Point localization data
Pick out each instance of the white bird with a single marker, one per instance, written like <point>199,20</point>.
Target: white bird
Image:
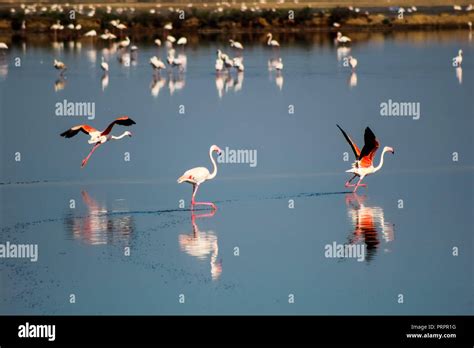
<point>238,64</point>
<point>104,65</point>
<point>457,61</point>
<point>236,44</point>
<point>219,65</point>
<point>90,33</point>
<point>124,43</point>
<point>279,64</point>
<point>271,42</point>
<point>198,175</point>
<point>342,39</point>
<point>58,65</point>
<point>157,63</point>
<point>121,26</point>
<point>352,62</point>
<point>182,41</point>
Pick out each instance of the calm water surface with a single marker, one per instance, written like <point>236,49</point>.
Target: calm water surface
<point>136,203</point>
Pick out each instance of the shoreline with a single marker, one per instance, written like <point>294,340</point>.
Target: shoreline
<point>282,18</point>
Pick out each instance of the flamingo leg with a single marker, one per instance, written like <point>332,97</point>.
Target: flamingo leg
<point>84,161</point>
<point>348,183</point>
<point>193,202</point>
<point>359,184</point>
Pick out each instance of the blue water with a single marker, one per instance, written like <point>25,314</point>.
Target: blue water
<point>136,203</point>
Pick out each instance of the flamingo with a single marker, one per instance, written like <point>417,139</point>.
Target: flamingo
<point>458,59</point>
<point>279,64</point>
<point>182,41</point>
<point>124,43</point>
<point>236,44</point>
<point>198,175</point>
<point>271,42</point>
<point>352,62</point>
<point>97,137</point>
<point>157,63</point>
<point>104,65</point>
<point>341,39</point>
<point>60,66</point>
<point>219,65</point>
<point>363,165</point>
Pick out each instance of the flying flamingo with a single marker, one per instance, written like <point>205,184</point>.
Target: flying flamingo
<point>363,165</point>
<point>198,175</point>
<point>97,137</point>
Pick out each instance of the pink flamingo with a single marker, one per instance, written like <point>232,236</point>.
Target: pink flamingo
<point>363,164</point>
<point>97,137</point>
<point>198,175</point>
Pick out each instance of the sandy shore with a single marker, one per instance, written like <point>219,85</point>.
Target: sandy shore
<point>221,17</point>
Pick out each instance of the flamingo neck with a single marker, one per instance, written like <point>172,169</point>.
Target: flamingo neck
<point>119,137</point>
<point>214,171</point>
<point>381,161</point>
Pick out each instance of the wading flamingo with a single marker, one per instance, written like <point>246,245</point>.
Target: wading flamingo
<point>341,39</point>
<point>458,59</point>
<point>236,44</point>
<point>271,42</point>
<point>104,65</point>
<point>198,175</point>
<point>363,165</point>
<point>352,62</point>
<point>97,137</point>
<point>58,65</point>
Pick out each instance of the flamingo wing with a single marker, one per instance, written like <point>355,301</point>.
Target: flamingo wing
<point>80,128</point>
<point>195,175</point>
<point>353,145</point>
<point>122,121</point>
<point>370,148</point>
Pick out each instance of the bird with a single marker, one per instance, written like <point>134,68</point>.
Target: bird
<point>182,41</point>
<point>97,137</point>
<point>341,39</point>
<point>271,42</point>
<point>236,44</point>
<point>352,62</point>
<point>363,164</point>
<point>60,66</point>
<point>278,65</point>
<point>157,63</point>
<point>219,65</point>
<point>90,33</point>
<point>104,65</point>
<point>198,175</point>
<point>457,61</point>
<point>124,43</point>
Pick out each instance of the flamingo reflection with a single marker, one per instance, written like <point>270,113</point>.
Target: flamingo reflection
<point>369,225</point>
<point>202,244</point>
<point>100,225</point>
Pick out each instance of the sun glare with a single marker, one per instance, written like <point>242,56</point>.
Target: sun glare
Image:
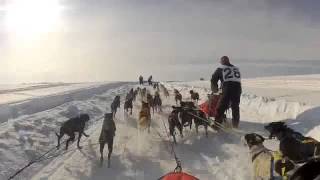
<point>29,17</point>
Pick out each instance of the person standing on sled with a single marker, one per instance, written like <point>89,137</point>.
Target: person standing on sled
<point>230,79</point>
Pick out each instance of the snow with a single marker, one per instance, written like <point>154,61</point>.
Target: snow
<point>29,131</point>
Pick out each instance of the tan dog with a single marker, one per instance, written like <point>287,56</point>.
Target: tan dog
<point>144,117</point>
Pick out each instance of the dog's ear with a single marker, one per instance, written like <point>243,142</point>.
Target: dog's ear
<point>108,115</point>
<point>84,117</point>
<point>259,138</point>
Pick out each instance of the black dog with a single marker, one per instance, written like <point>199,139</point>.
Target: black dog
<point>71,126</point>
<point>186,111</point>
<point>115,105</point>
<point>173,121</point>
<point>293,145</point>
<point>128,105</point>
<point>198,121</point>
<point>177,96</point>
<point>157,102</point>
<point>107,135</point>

...

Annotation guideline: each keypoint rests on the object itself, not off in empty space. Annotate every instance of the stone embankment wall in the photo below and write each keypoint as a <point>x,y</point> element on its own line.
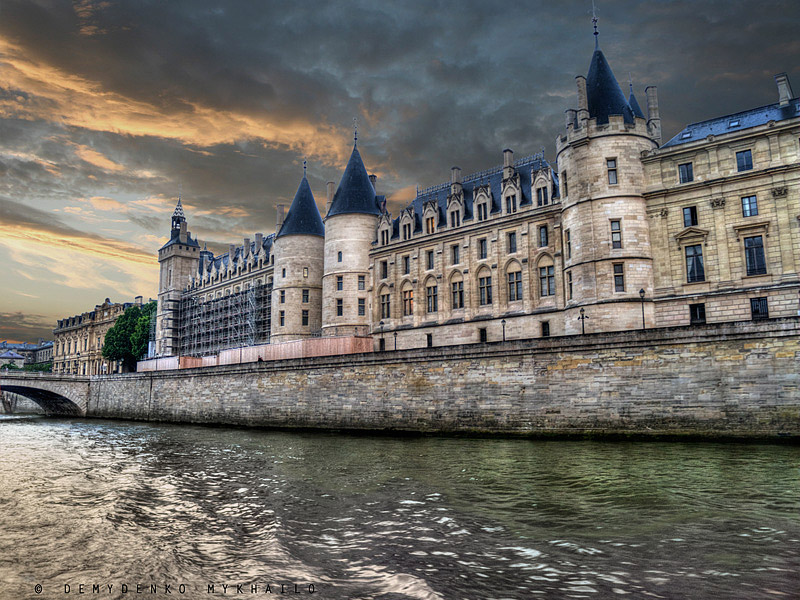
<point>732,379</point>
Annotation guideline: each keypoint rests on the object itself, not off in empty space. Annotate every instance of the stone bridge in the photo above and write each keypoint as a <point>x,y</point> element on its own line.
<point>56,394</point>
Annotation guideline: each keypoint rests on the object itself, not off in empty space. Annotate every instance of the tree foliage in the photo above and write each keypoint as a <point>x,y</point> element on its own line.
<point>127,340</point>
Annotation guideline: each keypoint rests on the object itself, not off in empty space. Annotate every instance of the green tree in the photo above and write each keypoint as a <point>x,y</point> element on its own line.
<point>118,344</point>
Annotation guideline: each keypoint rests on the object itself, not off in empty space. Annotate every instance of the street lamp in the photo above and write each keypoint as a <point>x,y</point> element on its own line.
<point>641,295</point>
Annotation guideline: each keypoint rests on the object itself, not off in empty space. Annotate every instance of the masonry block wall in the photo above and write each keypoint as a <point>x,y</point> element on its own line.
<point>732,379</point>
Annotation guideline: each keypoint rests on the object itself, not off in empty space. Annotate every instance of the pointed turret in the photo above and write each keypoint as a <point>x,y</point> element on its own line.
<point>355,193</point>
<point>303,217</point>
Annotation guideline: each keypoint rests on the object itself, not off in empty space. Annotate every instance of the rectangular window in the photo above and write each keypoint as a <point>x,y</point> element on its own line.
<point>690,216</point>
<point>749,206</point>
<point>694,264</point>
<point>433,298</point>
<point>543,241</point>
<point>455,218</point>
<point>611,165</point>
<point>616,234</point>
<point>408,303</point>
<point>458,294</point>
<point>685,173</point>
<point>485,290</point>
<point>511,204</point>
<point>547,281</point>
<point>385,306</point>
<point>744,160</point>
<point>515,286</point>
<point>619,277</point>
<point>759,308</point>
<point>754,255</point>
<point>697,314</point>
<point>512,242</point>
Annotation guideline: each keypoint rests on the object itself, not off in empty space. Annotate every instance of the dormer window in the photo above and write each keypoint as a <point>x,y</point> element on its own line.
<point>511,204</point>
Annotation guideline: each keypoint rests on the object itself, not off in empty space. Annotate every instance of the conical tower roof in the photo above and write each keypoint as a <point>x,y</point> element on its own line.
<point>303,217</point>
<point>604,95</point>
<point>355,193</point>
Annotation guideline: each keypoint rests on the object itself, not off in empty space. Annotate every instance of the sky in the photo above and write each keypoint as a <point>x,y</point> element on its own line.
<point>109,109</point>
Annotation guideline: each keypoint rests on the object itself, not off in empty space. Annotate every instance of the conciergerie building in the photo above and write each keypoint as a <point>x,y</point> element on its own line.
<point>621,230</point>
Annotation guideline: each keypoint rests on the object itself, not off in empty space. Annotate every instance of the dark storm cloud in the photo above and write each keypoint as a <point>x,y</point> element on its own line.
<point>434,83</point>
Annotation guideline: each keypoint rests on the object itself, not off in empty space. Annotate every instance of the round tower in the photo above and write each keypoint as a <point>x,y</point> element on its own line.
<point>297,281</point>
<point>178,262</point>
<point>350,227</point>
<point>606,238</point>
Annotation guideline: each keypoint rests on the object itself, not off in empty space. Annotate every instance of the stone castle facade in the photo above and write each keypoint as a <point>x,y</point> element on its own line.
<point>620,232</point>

Task to carry out:
Within the data above, the lines from the one with "Pick out each instance of the flamingo wing" to the one with "Pick out each instance of the bird" must be repeated exactly; no other line belongs in the answer.

Response:
Pick out each instance of the flamingo wing with a single marker, one per instance, written like <point>355,301</point>.
Target: flamingo wing
<point>80,128</point>
<point>195,175</point>
<point>353,145</point>
<point>122,121</point>
<point>370,148</point>
Pick out each instance of the bird with a single marker, one per instance, written like <point>134,68</point>.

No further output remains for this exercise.